(THE RECORDS):
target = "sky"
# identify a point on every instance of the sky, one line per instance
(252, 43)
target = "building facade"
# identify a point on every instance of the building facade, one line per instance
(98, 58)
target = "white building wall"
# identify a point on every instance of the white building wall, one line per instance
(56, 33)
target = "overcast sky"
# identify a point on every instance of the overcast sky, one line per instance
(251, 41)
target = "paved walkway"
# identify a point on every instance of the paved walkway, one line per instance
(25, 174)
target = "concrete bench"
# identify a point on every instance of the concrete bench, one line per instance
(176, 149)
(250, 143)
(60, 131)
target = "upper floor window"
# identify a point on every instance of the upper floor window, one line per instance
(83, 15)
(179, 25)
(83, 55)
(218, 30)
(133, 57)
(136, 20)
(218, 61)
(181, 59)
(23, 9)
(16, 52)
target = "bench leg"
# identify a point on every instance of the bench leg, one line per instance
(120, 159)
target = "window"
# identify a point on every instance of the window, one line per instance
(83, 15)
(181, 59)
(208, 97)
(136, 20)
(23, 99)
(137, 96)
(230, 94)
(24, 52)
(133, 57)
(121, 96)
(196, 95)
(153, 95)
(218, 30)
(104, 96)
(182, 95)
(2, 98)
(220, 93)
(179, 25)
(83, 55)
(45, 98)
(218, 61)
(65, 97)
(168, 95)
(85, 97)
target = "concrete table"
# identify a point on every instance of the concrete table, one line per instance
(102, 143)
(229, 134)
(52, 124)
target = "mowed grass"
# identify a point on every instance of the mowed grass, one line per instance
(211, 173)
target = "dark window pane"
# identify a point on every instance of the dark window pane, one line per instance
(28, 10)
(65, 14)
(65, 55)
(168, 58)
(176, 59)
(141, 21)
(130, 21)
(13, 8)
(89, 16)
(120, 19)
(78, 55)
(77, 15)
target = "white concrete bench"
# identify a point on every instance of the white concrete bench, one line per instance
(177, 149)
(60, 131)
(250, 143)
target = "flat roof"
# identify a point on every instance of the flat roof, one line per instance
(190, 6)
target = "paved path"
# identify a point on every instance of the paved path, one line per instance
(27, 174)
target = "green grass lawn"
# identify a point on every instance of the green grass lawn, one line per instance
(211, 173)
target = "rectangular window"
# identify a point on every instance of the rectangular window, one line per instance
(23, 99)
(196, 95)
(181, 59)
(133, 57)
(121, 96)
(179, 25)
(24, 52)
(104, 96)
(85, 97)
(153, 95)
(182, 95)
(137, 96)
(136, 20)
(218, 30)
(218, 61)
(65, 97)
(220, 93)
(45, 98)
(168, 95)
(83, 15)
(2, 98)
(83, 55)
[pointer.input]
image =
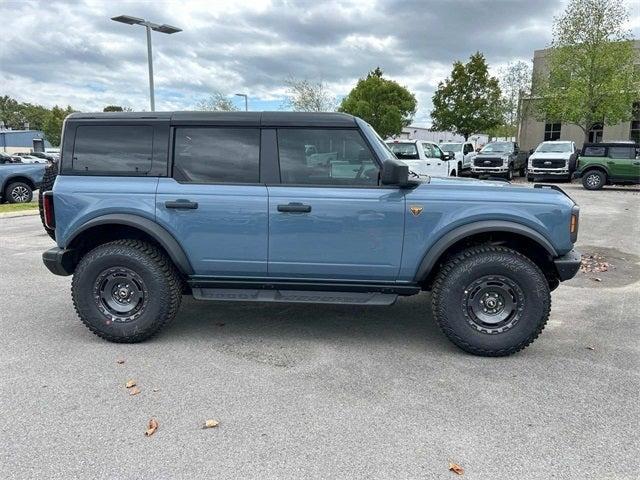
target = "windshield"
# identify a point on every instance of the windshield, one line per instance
(554, 147)
(451, 147)
(404, 151)
(497, 147)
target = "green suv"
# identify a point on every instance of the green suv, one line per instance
(610, 163)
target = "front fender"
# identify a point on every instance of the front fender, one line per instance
(448, 239)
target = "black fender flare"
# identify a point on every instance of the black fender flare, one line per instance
(463, 231)
(151, 228)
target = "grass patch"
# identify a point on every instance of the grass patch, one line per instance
(18, 207)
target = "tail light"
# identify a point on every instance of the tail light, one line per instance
(47, 208)
(574, 223)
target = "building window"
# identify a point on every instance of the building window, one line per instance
(634, 134)
(552, 131)
(595, 134)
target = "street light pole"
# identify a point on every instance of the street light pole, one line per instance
(246, 101)
(152, 98)
(164, 28)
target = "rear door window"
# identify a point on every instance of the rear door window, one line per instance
(113, 149)
(217, 155)
(622, 152)
(594, 151)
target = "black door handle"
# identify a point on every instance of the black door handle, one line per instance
(294, 207)
(185, 204)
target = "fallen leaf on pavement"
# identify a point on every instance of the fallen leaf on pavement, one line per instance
(211, 424)
(152, 427)
(455, 468)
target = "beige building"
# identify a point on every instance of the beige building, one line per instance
(531, 132)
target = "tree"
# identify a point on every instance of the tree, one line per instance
(515, 83)
(591, 77)
(469, 101)
(306, 96)
(386, 105)
(216, 102)
(53, 124)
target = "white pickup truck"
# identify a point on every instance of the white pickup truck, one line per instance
(424, 158)
(463, 151)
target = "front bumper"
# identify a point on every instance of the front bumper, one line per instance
(543, 172)
(483, 170)
(568, 265)
(60, 261)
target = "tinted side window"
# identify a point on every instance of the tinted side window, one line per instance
(113, 149)
(622, 152)
(217, 155)
(325, 157)
(593, 151)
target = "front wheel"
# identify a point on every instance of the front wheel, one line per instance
(509, 174)
(594, 180)
(18, 192)
(125, 291)
(491, 301)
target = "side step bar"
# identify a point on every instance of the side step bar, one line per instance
(294, 296)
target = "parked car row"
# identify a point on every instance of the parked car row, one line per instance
(32, 157)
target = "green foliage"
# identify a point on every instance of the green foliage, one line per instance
(386, 105)
(216, 102)
(306, 96)
(591, 77)
(515, 81)
(15, 115)
(469, 101)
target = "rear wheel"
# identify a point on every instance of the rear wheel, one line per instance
(491, 301)
(18, 192)
(126, 291)
(594, 180)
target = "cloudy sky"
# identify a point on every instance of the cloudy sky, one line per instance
(71, 53)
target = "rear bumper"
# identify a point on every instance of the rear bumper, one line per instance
(59, 261)
(568, 265)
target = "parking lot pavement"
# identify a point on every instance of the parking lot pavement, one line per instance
(313, 391)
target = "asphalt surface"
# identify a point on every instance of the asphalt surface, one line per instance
(309, 391)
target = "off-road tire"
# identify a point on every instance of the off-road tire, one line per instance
(8, 193)
(155, 271)
(453, 314)
(509, 174)
(594, 179)
(50, 174)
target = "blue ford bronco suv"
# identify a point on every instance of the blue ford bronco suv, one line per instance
(294, 207)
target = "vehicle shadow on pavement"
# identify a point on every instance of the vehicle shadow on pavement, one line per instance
(409, 321)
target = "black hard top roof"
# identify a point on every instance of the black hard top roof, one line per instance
(621, 143)
(264, 119)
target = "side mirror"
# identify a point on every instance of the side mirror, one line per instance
(395, 173)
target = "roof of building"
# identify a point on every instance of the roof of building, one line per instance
(20, 138)
(265, 119)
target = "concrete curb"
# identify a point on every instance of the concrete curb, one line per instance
(23, 213)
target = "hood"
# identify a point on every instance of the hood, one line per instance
(493, 154)
(550, 155)
(459, 188)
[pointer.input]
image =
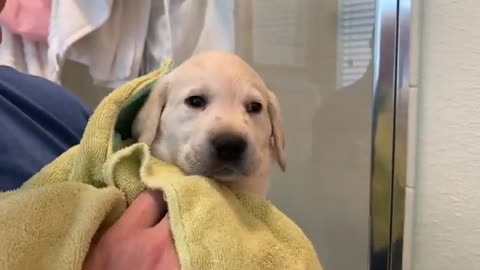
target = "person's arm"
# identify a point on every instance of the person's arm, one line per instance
(40, 120)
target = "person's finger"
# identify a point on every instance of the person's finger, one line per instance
(144, 212)
(167, 253)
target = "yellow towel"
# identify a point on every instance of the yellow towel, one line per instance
(49, 222)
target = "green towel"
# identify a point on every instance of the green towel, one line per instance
(49, 222)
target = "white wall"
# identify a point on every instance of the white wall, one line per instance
(446, 228)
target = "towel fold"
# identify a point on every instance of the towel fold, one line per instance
(50, 221)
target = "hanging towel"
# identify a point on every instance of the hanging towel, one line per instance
(50, 221)
(27, 18)
(23, 54)
(108, 36)
(179, 29)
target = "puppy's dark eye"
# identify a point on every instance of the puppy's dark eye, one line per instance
(196, 102)
(253, 107)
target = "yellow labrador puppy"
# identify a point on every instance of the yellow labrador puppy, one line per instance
(214, 116)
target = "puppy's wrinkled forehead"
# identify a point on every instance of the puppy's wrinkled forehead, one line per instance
(221, 68)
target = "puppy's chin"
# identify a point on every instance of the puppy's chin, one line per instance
(222, 174)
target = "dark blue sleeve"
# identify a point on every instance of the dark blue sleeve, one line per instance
(39, 120)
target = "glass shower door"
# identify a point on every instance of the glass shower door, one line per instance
(318, 57)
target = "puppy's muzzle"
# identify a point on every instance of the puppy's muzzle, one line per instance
(229, 147)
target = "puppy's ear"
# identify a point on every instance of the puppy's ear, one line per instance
(147, 122)
(278, 135)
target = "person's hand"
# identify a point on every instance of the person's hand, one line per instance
(140, 239)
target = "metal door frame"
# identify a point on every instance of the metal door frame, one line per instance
(389, 130)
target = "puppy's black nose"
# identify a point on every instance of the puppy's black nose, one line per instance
(229, 147)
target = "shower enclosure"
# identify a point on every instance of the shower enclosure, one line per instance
(339, 69)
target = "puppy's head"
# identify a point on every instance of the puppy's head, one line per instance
(214, 116)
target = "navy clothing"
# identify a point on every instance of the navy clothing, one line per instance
(39, 120)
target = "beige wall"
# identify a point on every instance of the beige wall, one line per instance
(446, 224)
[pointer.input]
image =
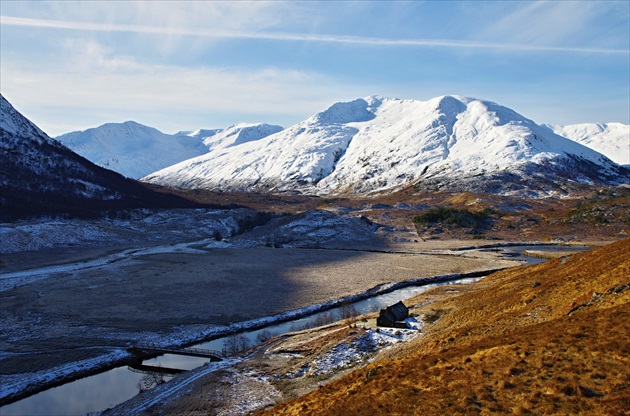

(EXERCISE DIRECTIONS):
Count the lines in the items above that contain the word "fallen", treating uppercase and lowercase as different, and reply with only that number.

(RESPONSE):
2